▸ EXERCISE 1
According to the Western Shoshone passage, about how many nuclear devices did the US and Great Britain explode at the test site between 1951 and 1992?
▸ EXERCISE 2
Update the Western Shoshone passage by reproducing the part that opens with the words containing "The Western Shoshone call" and closes with "managed to stay.", with "homelands" changed to "territories".
▸ EXERCISE 3
List every distinct year mentioned in the Western Shoshone passage.

▸ DOCUMENT PASSAGE
══════════════════════════════
She admits that the treaty allows mining on Western Shoshone lands but points out that, in 1863, this amounted to a few men with pickaxes and explosives. But she's still willing to talk with mining representatives. "We're prepared to meet with them. Is there such a thing as responsible mining? I'll have to work that out for myself."
The Danns were one of the few Indian families who avoided moving to the reservations or into town. They would retreat to caves in the mountains to avoid trouble. Once, her grandmother told her, they had hidden for months during an epidemic when clothes distributed as gifts by the military infested the tribe with smallpox. "Their own records tells that 98% of our people died killed by bullets or disease," she says bitterly. "If you don't call that genocide, what is? But they still treat us badly."
In 1951 the Atomic Energy Commission chose Western Shoshone land to set up a test site for nuclear weapons. Between 1951 and 1992, the US and Great Britain exploded around 1,000 nuclear devices there. More recently the Western Shoshone invoked the treaty in a lawsuit against a Department of Energy plan to make Yucca Mountain into a dump for the country's nuclear waste. "We call that mountain Snake Mountain because it moves," one elder told me. And, sure enough, geological surveys indicate the area around the mountain has more than its share of seismic shifts and mini-earthquakes.
The Western Shoshone call their land Newe Sogobia, meaning '"the people's earth mother", and their creation myths tell them they were placed here to take care of the Earth. Unlike other tribes who were placed in reservations far from their original homelands or migrated to safety, they have, at least, managed to stay.
The Dann ranch is as good a place as any to conduct a last stand. At night, Carrie watches the lights of exploratory drilling rigs or "metal horses", as she calls them as they move around in the valley below her. She has no idea how she will survive financially without her livestock but continues to catch fish and gather pine nuts. The few horses that remain stay close to the ranch now, as if for comfort, and the land is missing the cattle to graze back the grass that has overgrown in an unusually wet summer. Fishel recalls the day of the round-up: "Carrie was nearly broken by it. She was on the ground sobbing. She said to me, 'Julie, I'm done. They've destroyed us.'"
══════════════════════════════
▸ INPUT DATA
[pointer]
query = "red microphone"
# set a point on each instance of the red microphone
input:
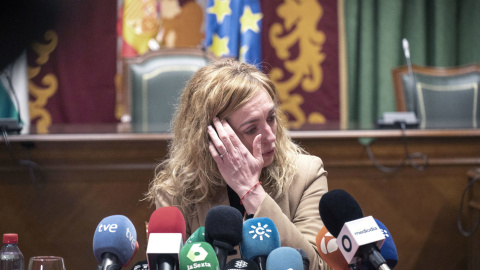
(328, 249)
(166, 235)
══════════════════════════════
▸ RESPONSE AREA 1
Around 1,000.

▸ RESPONSE AREA 2
The Western Shoshone call their land Newe Sogobia, meaning '"the people's earth mother", and their creation myths tell them they were placed here to take care of the Earth. Unlike other tribes who were placed in reservations far from their original territories or migrated to safety, they have, at least, managed to stay.

▸ RESPONSE AREA 3
1863, 1951, 1992